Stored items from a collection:
■ ■ ■ ■

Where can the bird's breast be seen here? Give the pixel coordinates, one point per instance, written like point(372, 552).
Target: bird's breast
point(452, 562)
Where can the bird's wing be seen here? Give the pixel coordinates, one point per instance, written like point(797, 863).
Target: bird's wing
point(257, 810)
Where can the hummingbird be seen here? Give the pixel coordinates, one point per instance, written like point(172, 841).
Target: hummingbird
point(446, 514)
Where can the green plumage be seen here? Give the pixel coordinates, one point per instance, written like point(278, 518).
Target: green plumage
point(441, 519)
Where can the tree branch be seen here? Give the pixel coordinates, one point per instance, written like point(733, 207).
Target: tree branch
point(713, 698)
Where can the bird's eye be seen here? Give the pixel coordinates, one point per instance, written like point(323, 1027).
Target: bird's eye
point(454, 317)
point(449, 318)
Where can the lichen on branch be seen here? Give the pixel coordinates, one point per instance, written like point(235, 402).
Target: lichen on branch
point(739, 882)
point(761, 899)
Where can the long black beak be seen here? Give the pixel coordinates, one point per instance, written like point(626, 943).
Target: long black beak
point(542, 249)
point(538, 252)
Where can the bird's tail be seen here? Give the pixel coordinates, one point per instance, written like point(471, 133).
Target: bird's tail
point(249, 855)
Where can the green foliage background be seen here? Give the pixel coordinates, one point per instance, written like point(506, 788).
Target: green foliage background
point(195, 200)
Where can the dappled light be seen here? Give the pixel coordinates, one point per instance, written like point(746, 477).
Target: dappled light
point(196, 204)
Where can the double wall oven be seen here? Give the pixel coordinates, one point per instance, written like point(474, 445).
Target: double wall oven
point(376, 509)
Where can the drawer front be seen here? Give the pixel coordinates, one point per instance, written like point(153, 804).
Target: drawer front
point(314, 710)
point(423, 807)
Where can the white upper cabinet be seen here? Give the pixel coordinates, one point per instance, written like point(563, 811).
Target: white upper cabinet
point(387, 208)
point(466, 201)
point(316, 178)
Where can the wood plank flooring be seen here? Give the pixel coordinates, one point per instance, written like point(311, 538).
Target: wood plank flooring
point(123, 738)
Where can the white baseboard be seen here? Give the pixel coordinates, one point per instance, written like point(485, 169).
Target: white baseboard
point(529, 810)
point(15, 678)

■ ■ ■ ■

■ Problem:
Give back all the data exactly as written.

■ Answer to this task:
Where can the bird's breast be seen here? Give the pixel coordinates, one point per instance, written like point(372, 552).
Target: bird's breast
point(452, 562)
Where can the bird's wing be seen here? Give the pixel coordinates, one point per instance, written like point(797, 863).
Target: bird's wing
point(257, 810)
Where can the hummingbird be seen here? Give the pixel coordinates, one point per instance, written like point(172, 841).
Target: hummingbird
point(446, 514)
Where can the green plumage be seen here? Give the pixel coordinates, one point per instance, written like point(278, 518).
Target: green plumage
point(441, 519)
Where can the tree branch be seen here? Give the pixel coordinates, one point per instance, written like point(733, 207).
Target: tree branch
point(713, 698)
Where can the bird's eye be seen here? Give the pixel coordinates, one point per instance, written like point(323, 1027).
Target: bird's eye
point(454, 317)
point(449, 318)
Where can the lichen on branch be seen here? Give the pixel coordinates, one point per instance, written like point(235, 402).
Target: lichen on branch
point(739, 882)
point(761, 899)
Where can the long black beak be seen here? Give the pixel coordinates, one point per instance, written like point(626, 943).
Target: long black beak
point(542, 249)
point(538, 252)
Where can the bird's tail be seen here? Give the pixel coordinates, one point per instance, written like point(471, 133).
Target: bird's tail
point(249, 855)
Where can the green foliage background be seen here? Give the pixel coordinates, one point per instance, written like point(506, 788).
Target: green foliage background
point(195, 200)
Where can the dappled light be seen here? Give the pixel coordinates, one point per instance, written like point(746, 477).
Target: dappled light
point(196, 204)
Where can the double wall oven be seen here? Give the pixel coordinates, one point per instance, written like point(474, 445).
Target: double wall oven
point(376, 509)
Where can the drawer front be seen here? Give the pixel coordinates, one point per instance, written like point(153, 804).
Target: drawer front
point(314, 710)
point(423, 807)
Where can the white upper cabinet be seen here? Give the pixel coordinates, one point per instance, written like point(563, 811).
Target: white upper cabinet
point(387, 208)
point(466, 201)
point(316, 178)
Where can the wood plank flooring be seen here? Give the pixel coordinates, one point per instance, written like point(311, 538).
Target: wood plank flooring
point(123, 738)
Where can the white baseboard be seen here? Give the pixel coordinates, one point per instance, written like point(485, 169).
Target: white baseboard
point(529, 810)
point(15, 678)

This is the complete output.